Polecenia:
1. Jak według tekstu o śmierci w średniowieczu początkowo wyobrażano sobie śmierć?
2. Z tekstu o śmierci w średniowieczu przepisz fragment od „- Ale można” do „którymi się kierują.”. Podmień w nim „wywiad” na „rozmowa”.
3. Sprawdź, czy te zdania zgadzają się z tekstem o śmierci w średniowieczu. Przy każdym odpowiedz tak albo nie i przytocz rozstrzygające słowa tekstu.
(a) Ars moriendi mówiła, jakie pytania trzeba zadawać umierającemu.
(b) Śmierć dosięga tylko biednych i małych.
(c) Barok zapomniał o ideałach wieków średnich.

======== Tekst do przeczytania ========

„Przychodzimy na świat z wyrokiem śmierci” (Seneka). Obraz śmierci w wiekach średnich.
Nawiąż do cytatu!
Cytat jest wprawdzie ozdobny, ale nie powinno się go pominąć w toku pracy. Nawiązać można zwykłą refleksją: kultura średniowiecza potwierdza słowa Seneki, zdaje się je powtarzać wielokrotnie. Co więcej – ludzie średniowiecza wciąż pamiętają o wyroku, podczas gdy późniejsze epoki będą chciały jak najszybciej o makabrycznym przeznaczeniu zapomnieć. Może z wyjątkiem baroku, który wskrzesi ideały wieków średnich.
Podnieś poziom, używając terminów:
- Ars moriendi – sztuka umierania – mówiła dokładnie, jakie należy zadawać pytania umierającemu i jak ma on na nie odpowiadać, aby poradzić sobie z demonami, które w chwili śmierci walczą z aniołami o duszę człowieka. Jako lekcje „dobrego umierania” mogły być traktowane również średniowieczne utwory literackie, w których śmierć pojawiała się niezwykle często.Najważniejszym jednak jej aspektem był egalitaryzm, co znaczy, że dosięga ona wszystkich – wielkich i małych, biednych i bogatych, władców i poddanych, wierzących i pogan.
- Danse macabre – taniec śmierci uwieczniony w malarstwie i w literaturze. Ukazywał egalitaryzm i nieuchronność śmierci, obrazował ją w korowodzie ludzi zapraszanych do tańca śmierci. Samą śmierć wyobrażano sobie początkowo jako rozkładające się zwłoki, później jako szkielet – co stało się powszechnie znanym symbolem.
Wielkie sceny śmierci w średniowieczu
- śmierć Rolanda
- śmierć św. Aleksego
- scena śmierci Bolesława Chrobrego wg Kroniki Galla Anonima
- śmierć kochanków Tristana i Izoldy
- męczeńska śmierć św. Stanisława
Ważne zjawisko i termin!
Danse macabre – taniec śmierci uwieczniony w malarstwie i w literaturze. Ukazywał egalitaryzm i nieuchronność śmierci, obrazował ją w korowodzie ludzi zapraszanych do tańca śmierci. Samą śmierć wyobrażano sobie początkowo jako rozkładające się zwłoki, później jako szkielet – co stało się powszechnie znanym symbolem.
Forma pracy
- W przypadku tego tematu jest wiele możliwości. Po pierwsze może to być zbiór kilku charakterystyk – opis bohaterów średniowiecznych ze wskazaniem zasad ich kodeksu postępowania i oceną tych wartości.
- Ale można też stworzyć pracę nieco mniej konwencjonalną. Ciekawy pomysł to wywiad z rycerzami średniowiecznymi, którzy opowiedzą nie tylko o swoich czynach, ale i o zasadach, którymi się kierują.

======== Podany materiał ========

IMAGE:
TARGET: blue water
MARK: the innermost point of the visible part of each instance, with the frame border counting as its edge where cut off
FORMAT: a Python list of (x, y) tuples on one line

========

Oczekiwane odpowiedzi:
1. Jako rozkładające się zwłoki.

2.
- Ale można też stworzyć pracę nieco mniej konwencjonalną. Ciekawy pomysł to rozmowa z rycerzami średniowiecznymi, którzy opowiedzą nie tylko o swoich czynach, ale i o zasadach, którymi się kierują.

3.
(a) Tak: „mówiła dokładnie, jakie należy zadawać pytania umierającemu”.
(b) Nie: „dosięga ona wszystkich – wielkich i małych, biednych i bogatych”.
(c) Nie: „Może z wyjątkiem baroku, który wskrzesi ideały wieków średnich.”